___ Information supplied
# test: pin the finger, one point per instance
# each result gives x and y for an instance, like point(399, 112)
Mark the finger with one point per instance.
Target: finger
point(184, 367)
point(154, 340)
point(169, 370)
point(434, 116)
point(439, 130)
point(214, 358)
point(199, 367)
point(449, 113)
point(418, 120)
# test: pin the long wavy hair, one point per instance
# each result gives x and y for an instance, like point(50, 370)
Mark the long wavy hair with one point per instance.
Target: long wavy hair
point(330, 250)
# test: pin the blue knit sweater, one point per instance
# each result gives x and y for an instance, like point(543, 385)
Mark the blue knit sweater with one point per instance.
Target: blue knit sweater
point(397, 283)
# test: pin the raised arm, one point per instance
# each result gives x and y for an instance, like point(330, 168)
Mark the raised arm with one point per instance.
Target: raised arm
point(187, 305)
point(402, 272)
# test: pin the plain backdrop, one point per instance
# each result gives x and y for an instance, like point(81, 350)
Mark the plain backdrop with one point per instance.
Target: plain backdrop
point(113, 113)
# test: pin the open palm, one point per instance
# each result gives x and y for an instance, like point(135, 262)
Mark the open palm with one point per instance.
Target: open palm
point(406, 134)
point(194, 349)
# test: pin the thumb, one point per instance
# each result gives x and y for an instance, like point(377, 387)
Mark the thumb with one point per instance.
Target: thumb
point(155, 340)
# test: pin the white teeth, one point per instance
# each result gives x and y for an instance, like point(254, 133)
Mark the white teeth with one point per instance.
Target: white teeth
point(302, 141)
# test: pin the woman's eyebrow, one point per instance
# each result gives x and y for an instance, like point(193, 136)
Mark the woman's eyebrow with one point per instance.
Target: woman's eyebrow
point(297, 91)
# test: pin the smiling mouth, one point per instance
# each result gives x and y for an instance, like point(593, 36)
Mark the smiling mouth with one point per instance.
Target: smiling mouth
______
▶ [Work required] Rewrite the data from the line containing "# test: pin the smiling" through the end of the data, substituting "grinning mouth" for "smiling mouth" and leaving everything else in those lines unchanged.

▶ [Solution to the exercise]
# test: pin the grinning mouth, one point per instance
# each result gives x and y for an instance, like point(593, 36)
Mark the grinning mouth with one point per instance.
Target: grinning mouth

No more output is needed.